» **RECORDS TO PROCESS**:
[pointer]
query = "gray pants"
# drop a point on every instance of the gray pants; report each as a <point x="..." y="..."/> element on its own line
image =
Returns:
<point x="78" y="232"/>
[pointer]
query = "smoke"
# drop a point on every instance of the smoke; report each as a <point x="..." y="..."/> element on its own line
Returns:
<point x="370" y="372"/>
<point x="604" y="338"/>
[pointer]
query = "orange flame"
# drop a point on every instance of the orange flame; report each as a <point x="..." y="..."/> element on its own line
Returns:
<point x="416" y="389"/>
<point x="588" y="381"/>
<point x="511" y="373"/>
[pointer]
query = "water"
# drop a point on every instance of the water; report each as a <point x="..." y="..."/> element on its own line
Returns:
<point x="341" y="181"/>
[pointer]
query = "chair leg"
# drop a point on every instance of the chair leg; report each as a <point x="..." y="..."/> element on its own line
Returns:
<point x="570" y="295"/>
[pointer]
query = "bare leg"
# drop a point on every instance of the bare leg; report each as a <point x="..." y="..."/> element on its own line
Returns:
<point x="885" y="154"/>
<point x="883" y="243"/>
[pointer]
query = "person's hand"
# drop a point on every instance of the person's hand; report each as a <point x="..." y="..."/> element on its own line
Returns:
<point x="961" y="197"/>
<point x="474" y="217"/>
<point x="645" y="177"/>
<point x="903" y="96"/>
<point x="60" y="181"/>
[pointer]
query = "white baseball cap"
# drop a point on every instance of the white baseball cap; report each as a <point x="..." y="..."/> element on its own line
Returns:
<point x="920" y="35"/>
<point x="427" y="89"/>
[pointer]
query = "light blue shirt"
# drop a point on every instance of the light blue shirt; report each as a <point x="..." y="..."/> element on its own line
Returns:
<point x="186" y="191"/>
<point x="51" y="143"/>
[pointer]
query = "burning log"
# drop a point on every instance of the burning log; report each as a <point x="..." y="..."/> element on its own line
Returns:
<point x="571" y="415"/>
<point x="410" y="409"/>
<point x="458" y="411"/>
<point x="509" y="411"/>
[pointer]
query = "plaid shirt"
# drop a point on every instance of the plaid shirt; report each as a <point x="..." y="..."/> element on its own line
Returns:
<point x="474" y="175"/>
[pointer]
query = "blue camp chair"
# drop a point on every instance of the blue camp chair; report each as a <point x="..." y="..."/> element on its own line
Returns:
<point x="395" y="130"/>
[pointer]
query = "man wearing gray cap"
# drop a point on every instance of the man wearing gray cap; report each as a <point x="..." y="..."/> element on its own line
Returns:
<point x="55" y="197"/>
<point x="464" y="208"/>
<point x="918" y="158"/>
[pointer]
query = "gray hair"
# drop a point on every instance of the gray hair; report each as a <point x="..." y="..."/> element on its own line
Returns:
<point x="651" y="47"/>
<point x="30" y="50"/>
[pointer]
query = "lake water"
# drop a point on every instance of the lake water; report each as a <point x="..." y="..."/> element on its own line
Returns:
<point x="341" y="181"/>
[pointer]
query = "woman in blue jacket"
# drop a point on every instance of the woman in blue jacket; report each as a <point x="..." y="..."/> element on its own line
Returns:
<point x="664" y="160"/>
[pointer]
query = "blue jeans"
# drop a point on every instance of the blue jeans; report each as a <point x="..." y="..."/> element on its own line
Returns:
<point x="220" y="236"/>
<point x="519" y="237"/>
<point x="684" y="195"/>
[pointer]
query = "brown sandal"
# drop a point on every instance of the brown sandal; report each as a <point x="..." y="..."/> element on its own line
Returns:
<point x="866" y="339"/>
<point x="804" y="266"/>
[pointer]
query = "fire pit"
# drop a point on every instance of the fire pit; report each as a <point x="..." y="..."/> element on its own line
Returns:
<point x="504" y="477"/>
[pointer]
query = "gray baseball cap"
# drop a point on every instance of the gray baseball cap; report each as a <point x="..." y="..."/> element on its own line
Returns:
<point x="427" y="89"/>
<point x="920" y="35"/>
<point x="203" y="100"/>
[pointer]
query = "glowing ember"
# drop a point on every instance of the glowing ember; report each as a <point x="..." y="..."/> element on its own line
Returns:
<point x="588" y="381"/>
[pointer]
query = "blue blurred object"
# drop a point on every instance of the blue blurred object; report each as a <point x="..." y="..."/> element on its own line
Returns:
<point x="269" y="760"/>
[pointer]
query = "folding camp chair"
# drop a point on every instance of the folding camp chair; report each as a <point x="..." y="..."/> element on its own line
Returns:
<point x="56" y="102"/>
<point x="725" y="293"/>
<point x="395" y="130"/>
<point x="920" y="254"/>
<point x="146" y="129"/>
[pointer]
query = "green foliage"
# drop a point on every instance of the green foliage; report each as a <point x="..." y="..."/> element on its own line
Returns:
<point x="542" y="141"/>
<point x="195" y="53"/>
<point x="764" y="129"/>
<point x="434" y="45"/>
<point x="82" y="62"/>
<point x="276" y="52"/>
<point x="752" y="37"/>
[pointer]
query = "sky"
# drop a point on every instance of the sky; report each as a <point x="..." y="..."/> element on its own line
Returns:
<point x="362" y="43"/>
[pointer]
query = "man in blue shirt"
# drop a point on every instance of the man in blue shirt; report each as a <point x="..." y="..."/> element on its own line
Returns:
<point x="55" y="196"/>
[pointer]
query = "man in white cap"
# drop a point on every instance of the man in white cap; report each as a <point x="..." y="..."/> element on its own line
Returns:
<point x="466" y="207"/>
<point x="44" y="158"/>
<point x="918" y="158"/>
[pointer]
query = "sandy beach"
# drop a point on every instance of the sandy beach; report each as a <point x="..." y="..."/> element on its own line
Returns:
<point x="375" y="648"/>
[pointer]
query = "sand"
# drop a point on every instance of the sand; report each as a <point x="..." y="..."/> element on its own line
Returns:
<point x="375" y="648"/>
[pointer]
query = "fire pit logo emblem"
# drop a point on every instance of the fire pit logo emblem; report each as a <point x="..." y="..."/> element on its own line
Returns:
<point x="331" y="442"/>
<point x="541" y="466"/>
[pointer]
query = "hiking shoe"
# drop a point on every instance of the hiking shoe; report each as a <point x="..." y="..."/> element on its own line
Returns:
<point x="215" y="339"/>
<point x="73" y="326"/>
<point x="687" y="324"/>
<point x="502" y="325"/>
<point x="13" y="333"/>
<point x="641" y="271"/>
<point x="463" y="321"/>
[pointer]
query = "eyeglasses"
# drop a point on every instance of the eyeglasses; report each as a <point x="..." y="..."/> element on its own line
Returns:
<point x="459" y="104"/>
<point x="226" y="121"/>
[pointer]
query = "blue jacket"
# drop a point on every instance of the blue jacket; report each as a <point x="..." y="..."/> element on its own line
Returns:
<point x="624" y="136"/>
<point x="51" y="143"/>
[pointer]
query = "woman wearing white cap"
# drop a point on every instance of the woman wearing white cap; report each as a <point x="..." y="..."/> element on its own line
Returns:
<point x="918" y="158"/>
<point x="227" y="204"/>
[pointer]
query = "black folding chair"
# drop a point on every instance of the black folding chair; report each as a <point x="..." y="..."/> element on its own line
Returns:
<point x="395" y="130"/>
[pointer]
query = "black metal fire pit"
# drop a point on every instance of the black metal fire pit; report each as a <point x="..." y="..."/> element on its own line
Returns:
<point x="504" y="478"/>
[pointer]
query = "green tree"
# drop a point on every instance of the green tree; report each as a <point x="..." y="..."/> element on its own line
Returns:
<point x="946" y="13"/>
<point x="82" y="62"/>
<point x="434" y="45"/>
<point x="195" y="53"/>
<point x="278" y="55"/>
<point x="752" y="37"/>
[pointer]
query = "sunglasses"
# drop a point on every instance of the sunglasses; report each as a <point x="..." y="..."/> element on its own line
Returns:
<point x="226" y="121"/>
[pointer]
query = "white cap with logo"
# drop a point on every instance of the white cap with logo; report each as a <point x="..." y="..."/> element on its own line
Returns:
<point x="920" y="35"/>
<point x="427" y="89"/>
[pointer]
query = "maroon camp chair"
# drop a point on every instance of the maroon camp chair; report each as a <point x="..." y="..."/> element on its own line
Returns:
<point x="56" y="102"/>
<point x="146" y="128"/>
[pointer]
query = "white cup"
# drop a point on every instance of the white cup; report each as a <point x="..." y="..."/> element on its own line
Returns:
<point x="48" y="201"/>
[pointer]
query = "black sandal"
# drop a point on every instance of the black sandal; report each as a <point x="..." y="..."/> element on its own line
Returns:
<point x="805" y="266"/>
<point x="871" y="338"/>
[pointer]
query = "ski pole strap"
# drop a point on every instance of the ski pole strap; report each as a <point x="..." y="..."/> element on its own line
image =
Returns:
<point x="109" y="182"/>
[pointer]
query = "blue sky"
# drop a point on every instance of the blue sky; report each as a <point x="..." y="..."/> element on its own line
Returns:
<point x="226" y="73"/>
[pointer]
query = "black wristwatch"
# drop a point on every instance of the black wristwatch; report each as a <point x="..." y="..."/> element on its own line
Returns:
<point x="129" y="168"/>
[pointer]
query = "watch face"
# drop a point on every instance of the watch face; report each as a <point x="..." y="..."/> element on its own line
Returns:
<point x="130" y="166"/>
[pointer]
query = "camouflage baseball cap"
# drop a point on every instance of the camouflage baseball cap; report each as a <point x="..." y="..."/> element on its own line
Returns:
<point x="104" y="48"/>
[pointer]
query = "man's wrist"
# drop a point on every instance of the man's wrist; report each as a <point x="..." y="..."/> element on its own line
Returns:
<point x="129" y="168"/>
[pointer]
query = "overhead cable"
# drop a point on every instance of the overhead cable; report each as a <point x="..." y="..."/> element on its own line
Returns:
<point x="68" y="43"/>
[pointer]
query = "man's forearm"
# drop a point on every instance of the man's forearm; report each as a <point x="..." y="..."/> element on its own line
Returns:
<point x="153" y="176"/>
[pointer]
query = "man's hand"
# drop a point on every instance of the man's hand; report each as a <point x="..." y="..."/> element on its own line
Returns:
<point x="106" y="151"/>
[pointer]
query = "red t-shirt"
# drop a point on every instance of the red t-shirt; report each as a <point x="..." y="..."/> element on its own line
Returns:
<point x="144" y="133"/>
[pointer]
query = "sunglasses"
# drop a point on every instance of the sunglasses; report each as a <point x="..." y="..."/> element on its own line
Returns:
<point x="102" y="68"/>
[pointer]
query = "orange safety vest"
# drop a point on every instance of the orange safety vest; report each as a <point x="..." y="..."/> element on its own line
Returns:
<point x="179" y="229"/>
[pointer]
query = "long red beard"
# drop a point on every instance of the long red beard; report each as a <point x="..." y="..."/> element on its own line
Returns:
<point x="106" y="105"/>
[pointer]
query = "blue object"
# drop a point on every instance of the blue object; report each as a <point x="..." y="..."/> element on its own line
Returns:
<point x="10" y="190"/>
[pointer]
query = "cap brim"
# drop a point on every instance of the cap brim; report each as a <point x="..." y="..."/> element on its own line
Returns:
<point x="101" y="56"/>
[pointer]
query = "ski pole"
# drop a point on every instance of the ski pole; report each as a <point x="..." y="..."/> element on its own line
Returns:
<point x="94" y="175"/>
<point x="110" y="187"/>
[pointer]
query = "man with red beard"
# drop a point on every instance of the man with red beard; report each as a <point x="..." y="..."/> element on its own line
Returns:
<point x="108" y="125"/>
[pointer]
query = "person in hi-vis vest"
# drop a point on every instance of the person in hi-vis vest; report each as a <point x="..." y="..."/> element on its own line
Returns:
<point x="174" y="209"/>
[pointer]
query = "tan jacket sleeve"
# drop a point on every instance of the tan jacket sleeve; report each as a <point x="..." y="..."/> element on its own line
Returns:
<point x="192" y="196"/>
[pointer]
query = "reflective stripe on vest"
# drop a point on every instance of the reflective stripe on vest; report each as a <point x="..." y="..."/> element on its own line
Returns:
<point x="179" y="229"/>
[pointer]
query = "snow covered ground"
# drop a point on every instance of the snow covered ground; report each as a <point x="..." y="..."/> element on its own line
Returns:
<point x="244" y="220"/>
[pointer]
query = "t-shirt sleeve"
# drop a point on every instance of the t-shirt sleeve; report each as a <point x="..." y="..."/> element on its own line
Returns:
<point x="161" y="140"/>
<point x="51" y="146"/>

» **ASSIGNMENT**: Please give the number of lines above that contain the string "reflective", and nothing more.

» **TASK SOLUTION**: 2